/---

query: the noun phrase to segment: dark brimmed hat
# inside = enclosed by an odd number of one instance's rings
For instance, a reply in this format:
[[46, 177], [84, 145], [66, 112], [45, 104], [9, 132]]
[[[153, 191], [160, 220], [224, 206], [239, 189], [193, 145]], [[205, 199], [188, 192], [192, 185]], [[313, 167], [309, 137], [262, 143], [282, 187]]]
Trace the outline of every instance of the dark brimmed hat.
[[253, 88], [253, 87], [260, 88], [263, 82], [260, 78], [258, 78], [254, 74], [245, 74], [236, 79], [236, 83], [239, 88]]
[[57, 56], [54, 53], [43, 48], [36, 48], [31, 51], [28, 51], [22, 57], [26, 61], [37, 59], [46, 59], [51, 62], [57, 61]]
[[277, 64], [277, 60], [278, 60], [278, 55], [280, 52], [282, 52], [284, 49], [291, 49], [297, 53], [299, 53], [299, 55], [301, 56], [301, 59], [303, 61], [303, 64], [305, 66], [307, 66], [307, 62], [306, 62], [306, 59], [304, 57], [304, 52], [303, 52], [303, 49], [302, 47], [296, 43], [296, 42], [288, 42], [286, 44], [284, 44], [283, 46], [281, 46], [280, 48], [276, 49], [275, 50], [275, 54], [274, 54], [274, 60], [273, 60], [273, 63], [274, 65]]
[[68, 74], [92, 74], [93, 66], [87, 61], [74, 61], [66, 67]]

\---
/---

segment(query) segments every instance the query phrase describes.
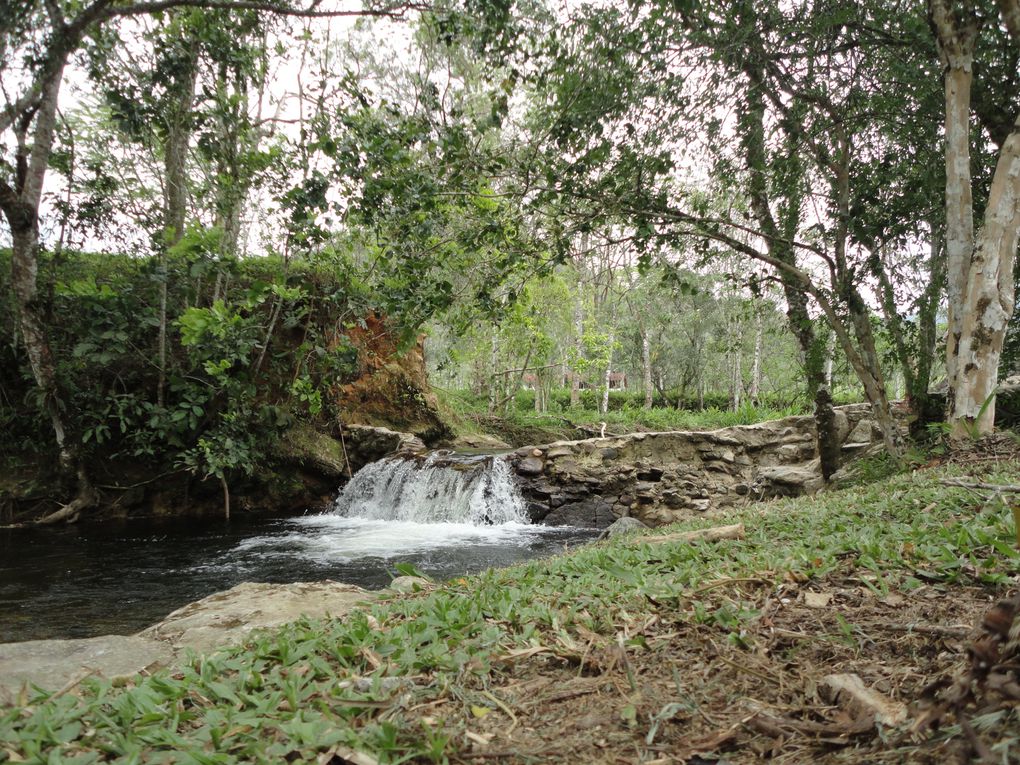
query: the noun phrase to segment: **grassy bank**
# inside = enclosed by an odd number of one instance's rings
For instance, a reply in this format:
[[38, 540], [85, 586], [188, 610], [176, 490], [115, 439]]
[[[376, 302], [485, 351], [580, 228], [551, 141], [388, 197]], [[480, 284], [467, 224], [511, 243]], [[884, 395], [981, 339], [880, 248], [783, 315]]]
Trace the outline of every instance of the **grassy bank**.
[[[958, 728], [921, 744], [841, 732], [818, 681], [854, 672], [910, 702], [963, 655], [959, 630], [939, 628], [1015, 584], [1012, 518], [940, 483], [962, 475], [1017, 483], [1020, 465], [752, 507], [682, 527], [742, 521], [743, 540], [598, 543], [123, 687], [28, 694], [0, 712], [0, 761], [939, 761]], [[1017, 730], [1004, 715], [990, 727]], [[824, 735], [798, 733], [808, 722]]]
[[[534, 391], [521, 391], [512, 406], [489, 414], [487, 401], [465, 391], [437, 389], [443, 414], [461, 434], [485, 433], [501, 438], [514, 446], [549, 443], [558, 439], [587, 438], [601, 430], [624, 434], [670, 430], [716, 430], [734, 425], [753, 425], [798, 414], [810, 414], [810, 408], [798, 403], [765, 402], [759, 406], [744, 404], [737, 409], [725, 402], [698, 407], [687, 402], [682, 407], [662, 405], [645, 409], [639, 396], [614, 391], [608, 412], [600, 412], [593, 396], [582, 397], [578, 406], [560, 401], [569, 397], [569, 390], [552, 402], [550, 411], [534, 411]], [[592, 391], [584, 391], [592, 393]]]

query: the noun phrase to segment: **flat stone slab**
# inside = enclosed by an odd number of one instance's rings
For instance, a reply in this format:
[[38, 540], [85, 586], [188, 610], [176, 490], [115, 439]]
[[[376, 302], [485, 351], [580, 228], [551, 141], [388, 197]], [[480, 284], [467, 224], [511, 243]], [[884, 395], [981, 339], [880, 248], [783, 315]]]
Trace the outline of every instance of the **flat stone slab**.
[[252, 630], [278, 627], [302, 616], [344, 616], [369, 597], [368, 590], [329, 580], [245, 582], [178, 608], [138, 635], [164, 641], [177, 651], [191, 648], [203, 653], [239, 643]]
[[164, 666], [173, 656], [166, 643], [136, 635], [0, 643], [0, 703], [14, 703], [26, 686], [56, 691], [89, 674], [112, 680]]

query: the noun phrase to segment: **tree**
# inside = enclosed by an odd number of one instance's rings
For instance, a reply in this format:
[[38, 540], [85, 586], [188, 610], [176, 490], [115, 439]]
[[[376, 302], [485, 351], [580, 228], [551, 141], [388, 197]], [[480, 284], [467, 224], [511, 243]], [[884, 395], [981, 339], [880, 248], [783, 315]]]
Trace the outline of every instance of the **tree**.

\---

- WHAT THIS TASK INVOLVES -
Show the lines above that include "tree".

- TASK RESULT -
query: the noun phrase to segment: **tree**
Trace the outline of every instance of the **tree**.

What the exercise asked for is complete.